DEINE AUFGABEN:
• 1. Schreibe aus dem Forenbeitrag über das selbstgemachte Netzwerkkabel den Abschnitt wortgetreu ab, der mit den Worten "Beim Kabel handelt" beginnt und mit "Speedtest von wie-ist-meine-ip.de)" endet.
• 2. Beantworte anhand des Forenbeitrags über das selbstgemachte Netzwerkkabel die folgenden Fragen.
(a) Welche Übertragungsrate hatte die LAN-Verbindung mit dem neuen Kabel?
(b) Mit welchem Speedtest wurde die Geschwindigkeit gemessen?
(c) Wo befindet sich das Modem?
• 3. Setze den Forenbeitrag über das selbstgemachte Netzwerkkabel nach seinem letzten Satz fort.

AUSZUG:
# Selbstgemachtes Netzwerkkabel nur 10 MBit



## Beware (13. November 2010)

Guten Abend,

Ich habe seit 2 Wochen eine neue Leitung zwischen Router und PC und seit dem hin und wieder Verbindungsprobleme, bzw das Internet wird zeitweise sehr langsam.

Jetzt habe ich mich mal eben auf Fehlersuche begeben und festgestellt, dass die Übertragungsrate der LAN-Verbindung nur 10 Mbits beträgt, obwohl 100 MBits Vollduplex eingestellt sind. 
Beim Kabel handelt es sich um ein von mir selbstgemachtes Twisted Pair Cat5 Lankabel.
Nun habe ich mal ein anderes, ebenfalls selbst gemachtes Netzwerkkabel provisorisch verlegt, an den PC angeschlossen und siehe da; 100 MBits und die vollen 16000 kbit/s werden erreicht (gemessen mit dem Speedtest von wie-ist-meine-ip.de)

Also würde ich die Verbindungsprobleme auf das Kabel schieben, ABER
1. Ich habe das Kabel als ich es zusammen gepatcht habe mit einem Kabeltestgerät, welches ich mir aus dem Büro ausgeliehen habe getestet, und alle 8 Adern haben Kontakt. Und wenn das Kabel defekt wäre, dann dürfte doch eigentlich überhaupt keine Verbindung aufgebaut werden. Zeitweise läuft das Internet ja ohne Probleme.
2. Ein weiteres selbstgemachtes Netzwerkkabel, von der gleichen Kabelrolle und mit den gleichen Typen von Steckern, welches ich ebenfalls durchgemessen habe, zwischen Modem (im Keller) und Router (in meiner Etage) verlegt ist. Und auf dieser Strecke scheint es keine Probleme zu geben, sonst würde ich die 16000 kbits nicht erreichen.

DATENTEIL:

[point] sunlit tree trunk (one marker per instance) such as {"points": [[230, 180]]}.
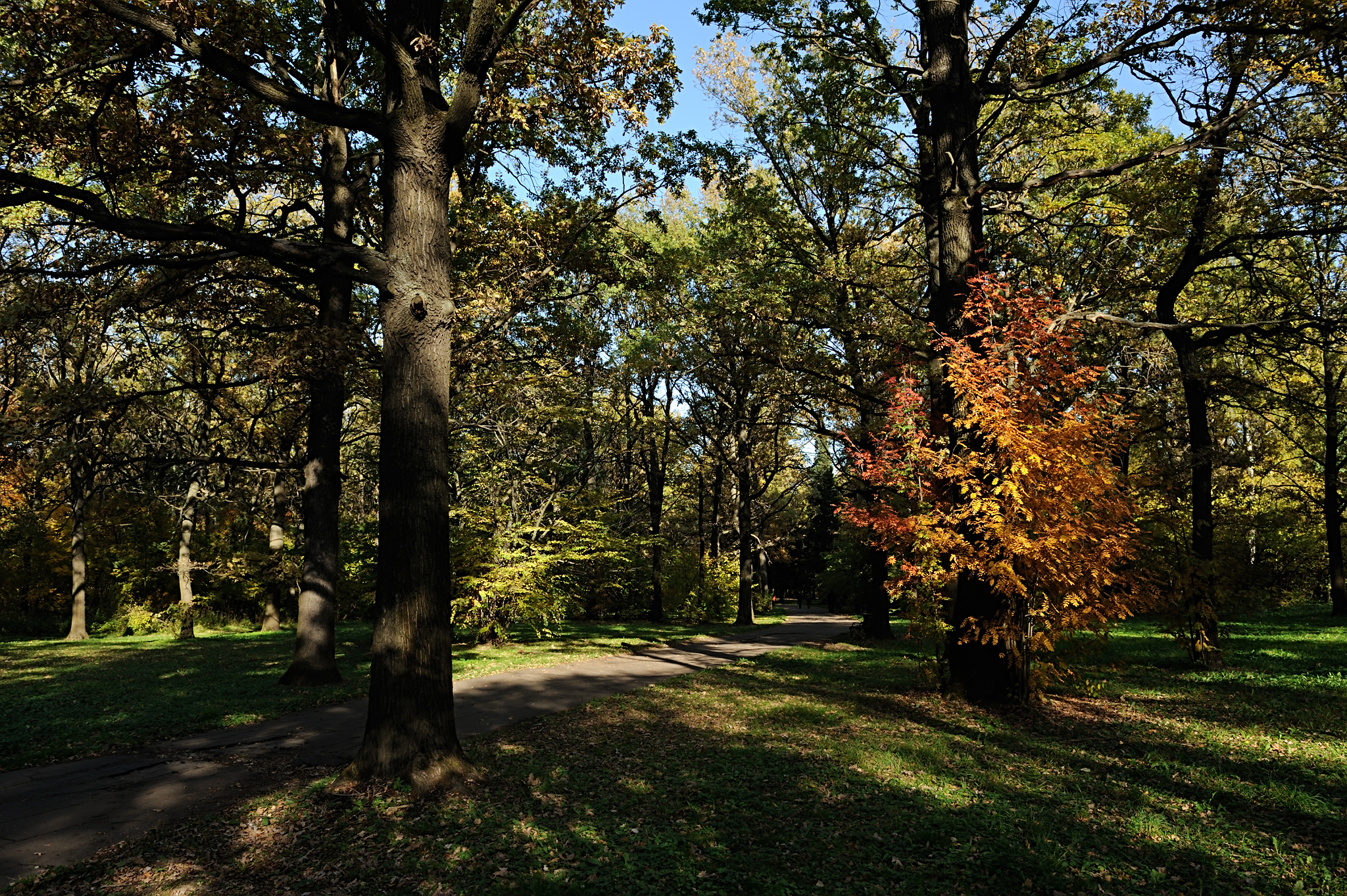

DIE ANTWORTEN:
• 1.
Beim Kabel handelt es sich um ein von mir selbstgemachtes Twisted Pair Cat5 Lankabel.
Nun habe ich mal ein anderes, ebenfalls selbst gemachtes Netzwerkkabel provisorisch verlegt, an den PC angeschlossen und siehe da; 100 MBits und die vollen 16000 kbit/s werden erreicht (gemessen mit dem Speedtest von wie-ist-meine-ip.de)

• 2.
(a) Nur 10 MBit.
(b) Mit dem Speedtest von wie-ist-meine-ip.de.
(c) Im Keller.

• 3.
Ich würde am liebsten fertige Netzwerkkabel kaufen, nur diese lassen sich leider nicht durch die Wand verlegen.

Hoffe ihr könnt mir helfen das Problem zu analysieren.

MfG
Beware


----------



## sen1287 (13. November 2010)

hast du darauf geachtet das die folie, die jedes paar umgibt bis zum kontakt anliegt ? ansonsten hast du den fehler 
ich kann mir auch schon denken was du für einen kabeltester meinst^^
die prüfen nur den durchgang, die sagen nichts über die leistung aus


----------



## Beware (13. November 2010)

Was meinst du mit Folie? Die Abschirmung?
Die habe ich bis zum Stecker dran gelassen. 

Was für ein Testgerät war, kann ich auswendig nichtmehr sagen.


----------



## sen1287 (13. November 2010)

japp die abschirmung mein ich. 
wie lang ist es denn ca. ?


----------



## Beware (13. November 2010)

Sind knappe 5 Meter. An der länge sollte es nicht liegen.
Das Kabel ist eben nur durch 2 Wände verlegt, weshalb ein austausch recht schwierig wird.


----------



## sen1287 (13. November 2010)

ich versteh deine problematik^^ 
hmm viel falsch machen kann man eigentlich nicht^^ farben und paare richtig auflegen, abschirmung so lang wie möglich lassen und vernünftig quetschen 

bin bisschen überfragt


----------



## Chron-O-John (14. November 2010)

Je, nach dem wie gut (teuer) das Kabeltestgerät ist, desto zuverlässiger, die Ergebnisse. Billige messen meist nur, ob es irgendwo kurzschlüsse gibt.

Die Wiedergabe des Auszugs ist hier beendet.